◆ **INPUT ROWS**
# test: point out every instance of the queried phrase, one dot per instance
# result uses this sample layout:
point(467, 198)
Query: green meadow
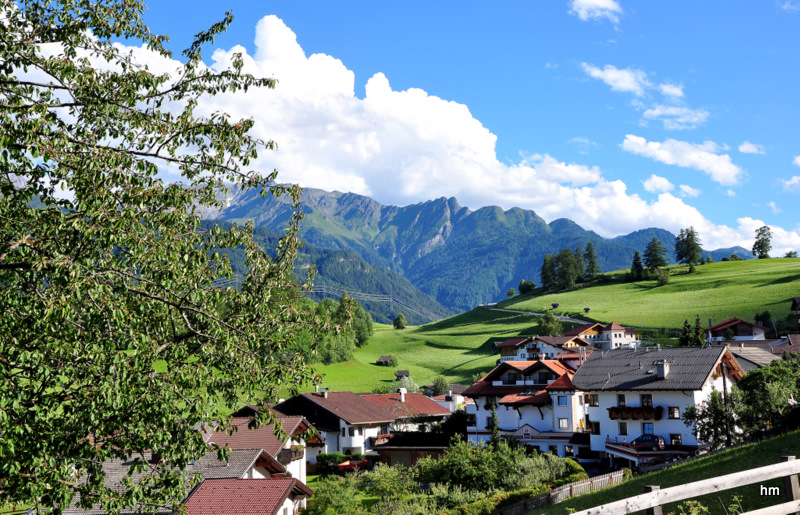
point(718, 291)
point(456, 348)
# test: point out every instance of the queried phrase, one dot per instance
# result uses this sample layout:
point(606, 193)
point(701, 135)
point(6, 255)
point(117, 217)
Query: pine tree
point(687, 247)
point(655, 255)
point(590, 259)
point(637, 267)
point(548, 273)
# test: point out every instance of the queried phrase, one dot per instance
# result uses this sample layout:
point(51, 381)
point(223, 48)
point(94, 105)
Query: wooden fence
point(655, 498)
point(561, 493)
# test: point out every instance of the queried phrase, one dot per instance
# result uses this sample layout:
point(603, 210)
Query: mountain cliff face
point(459, 257)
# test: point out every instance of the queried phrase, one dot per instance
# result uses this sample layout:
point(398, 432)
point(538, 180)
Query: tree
point(116, 340)
point(526, 286)
point(637, 267)
point(763, 244)
point(590, 258)
point(548, 273)
point(710, 419)
point(549, 325)
point(440, 385)
point(655, 256)
point(687, 247)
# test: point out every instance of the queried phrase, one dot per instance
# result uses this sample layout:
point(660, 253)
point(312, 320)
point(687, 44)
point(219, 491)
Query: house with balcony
point(735, 329)
point(532, 348)
point(611, 336)
point(290, 450)
point(535, 402)
point(346, 420)
point(412, 411)
point(645, 391)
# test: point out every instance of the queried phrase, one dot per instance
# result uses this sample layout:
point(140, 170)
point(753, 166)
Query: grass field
point(718, 290)
point(456, 348)
point(767, 452)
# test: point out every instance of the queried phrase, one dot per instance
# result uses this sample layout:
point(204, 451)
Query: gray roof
point(209, 467)
point(629, 369)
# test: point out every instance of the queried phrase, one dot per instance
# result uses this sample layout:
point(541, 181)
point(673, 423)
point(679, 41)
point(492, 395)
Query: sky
point(619, 115)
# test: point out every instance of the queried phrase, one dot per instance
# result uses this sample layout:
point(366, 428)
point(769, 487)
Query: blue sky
point(619, 115)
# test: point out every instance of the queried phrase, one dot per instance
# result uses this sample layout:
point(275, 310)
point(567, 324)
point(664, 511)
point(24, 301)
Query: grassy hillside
point(456, 348)
point(717, 290)
point(746, 457)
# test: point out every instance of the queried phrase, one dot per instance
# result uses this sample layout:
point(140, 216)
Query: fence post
point(655, 510)
point(790, 483)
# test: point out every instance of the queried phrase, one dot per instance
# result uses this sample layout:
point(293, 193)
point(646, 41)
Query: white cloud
point(676, 117)
point(688, 191)
point(701, 156)
point(751, 148)
point(596, 10)
point(792, 184)
point(671, 90)
point(627, 80)
point(657, 184)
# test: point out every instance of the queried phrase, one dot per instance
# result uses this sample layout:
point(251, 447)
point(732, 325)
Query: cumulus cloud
point(596, 10)
point(792, 185)
point(671, 90)
point(676, 117)
point(703, 156)
point(657, 184)
point(403, 147)
point(750, 148)
point(626, 80)
point(688, 191)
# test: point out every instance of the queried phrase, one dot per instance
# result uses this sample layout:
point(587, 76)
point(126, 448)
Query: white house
point(611, 336)
point(535, 403)
point(635, 392)
point(346, 420)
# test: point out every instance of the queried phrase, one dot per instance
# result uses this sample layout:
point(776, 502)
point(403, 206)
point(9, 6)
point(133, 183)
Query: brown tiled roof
point(243, 496)
point(350, 407)
point(415, 404)
point(261, 438)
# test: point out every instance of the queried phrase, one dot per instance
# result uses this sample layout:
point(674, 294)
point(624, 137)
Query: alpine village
point(184, 330)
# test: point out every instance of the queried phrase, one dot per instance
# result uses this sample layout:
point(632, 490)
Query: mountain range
point(457, 256)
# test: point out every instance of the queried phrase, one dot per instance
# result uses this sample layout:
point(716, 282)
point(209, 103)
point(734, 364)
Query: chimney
point(662, 369)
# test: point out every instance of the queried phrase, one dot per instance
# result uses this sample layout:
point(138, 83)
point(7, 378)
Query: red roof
point(540, 398)
point(243, 496)
point(415, 404)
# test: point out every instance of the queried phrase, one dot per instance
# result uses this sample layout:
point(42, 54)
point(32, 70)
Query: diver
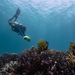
point(19, 28)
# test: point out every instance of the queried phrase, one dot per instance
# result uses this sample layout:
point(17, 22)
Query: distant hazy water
point(51, 20)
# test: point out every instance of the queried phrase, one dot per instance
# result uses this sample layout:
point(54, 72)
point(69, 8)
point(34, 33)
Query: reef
point(38, 61)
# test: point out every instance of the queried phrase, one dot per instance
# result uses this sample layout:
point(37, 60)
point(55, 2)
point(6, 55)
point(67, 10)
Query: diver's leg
point(20, 31)
point(11, 19)
point(17, 13)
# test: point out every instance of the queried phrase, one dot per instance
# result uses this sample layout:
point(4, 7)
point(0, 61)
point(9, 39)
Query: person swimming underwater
point(19, 28)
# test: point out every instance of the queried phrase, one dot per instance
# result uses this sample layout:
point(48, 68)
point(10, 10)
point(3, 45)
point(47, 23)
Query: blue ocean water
point(51, 20)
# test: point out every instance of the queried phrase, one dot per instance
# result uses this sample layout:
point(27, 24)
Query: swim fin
point(17, 13)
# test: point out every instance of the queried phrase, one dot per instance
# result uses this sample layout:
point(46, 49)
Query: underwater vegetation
point(42, 45)
point(33, 62)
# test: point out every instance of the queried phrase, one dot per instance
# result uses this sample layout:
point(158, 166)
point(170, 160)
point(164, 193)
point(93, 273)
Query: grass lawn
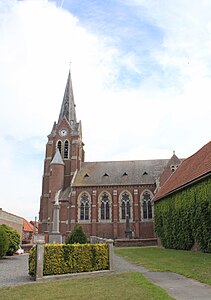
point(190, 264)
point(122, 286)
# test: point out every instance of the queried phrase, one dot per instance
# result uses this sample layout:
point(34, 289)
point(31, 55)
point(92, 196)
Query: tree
point(4, 242)
point(14, 239)
point(77, 235)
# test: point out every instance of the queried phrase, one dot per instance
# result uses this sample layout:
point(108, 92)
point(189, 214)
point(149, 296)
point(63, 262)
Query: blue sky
point(141, 73)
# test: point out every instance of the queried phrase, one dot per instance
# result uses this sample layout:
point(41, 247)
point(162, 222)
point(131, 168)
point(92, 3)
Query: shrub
point(77, 235)
point(75, 258)
point(184, 218)
point(4, 241)
point(14, 239)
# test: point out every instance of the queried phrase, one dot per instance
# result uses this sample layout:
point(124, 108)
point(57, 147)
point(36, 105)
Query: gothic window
point(84, 206)
point(59, 146)
point(147, 210)
point(125, 205)
point(66, 149)
point(104, 206)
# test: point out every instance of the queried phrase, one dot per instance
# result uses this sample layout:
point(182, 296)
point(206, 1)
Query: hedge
point(184, 218)
point(75, 258)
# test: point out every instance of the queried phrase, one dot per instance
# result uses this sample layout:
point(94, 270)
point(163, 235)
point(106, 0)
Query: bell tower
point(63, 158)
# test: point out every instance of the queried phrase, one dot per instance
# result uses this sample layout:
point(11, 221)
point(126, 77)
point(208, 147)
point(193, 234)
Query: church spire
point(68, 105)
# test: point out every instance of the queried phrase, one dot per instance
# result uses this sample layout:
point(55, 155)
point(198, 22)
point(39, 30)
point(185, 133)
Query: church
point(100, 196)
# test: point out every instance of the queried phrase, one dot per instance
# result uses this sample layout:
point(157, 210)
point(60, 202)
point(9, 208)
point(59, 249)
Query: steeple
point(68, 105)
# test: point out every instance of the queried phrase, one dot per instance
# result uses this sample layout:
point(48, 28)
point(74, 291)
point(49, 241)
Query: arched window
point(147, 211)
point(84, 207)
point(104, 205)
point(59, 146)
point(66, 149)
point(125, 205)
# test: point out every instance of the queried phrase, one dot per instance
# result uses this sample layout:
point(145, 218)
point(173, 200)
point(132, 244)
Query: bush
point(184, 218)
point(14, 239)
point(77, 235)
point(77, 258)
point(4, 241)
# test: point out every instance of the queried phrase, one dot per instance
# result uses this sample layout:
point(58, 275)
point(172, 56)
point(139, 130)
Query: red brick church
point(98, 195)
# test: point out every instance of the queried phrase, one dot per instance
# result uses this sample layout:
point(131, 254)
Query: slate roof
point(119, 172)
point(191, 169)
point(27, 226)
point(68, 104)
point(57, 158)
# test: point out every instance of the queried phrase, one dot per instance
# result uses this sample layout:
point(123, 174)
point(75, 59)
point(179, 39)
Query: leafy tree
point(77, 235)
point(4, 242)
point(14, 239)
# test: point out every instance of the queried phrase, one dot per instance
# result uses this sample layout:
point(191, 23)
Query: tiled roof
point(191, 169)
point(119, 172)
point(27, 226)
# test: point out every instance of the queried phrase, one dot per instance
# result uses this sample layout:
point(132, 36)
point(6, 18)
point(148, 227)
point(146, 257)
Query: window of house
point(125, 204)
point(66, 149)
point(147, 206)
point(59, 146)
point(84, 207)
point(104, 207)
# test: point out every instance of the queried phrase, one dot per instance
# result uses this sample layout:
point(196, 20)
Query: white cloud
point(168, 108)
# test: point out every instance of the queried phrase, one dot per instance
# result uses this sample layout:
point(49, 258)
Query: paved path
point(14, 271)
point(176, 285)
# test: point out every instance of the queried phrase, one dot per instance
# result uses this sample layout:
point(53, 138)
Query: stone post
point(110, 250)
point(39, 258)
point(55, 236)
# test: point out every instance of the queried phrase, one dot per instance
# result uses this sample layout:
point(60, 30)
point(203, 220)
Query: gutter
point(207, 175)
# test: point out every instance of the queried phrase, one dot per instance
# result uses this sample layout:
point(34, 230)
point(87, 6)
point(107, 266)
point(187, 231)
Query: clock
point(63, 132)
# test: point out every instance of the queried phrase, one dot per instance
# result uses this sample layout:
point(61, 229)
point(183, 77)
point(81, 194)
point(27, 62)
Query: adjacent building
point(98, 195)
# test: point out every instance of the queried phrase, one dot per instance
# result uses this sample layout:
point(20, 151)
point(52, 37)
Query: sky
point(141, 74)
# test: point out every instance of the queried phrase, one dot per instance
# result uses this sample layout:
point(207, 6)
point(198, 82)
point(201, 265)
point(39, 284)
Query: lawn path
point(178, 286)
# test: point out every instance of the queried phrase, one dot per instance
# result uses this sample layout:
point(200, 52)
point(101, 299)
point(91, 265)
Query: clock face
point(63, 132)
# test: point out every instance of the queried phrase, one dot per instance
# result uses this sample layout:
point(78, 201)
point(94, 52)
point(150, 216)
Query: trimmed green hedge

◆ **SHORT PROBLEM**
Copy every line of the records above that contains the string "house", treating uppercase and lowercase as distinct.

◆ **EXPECTED OUTPUT**
Query: house with balcony
Query: white house
Query: window of house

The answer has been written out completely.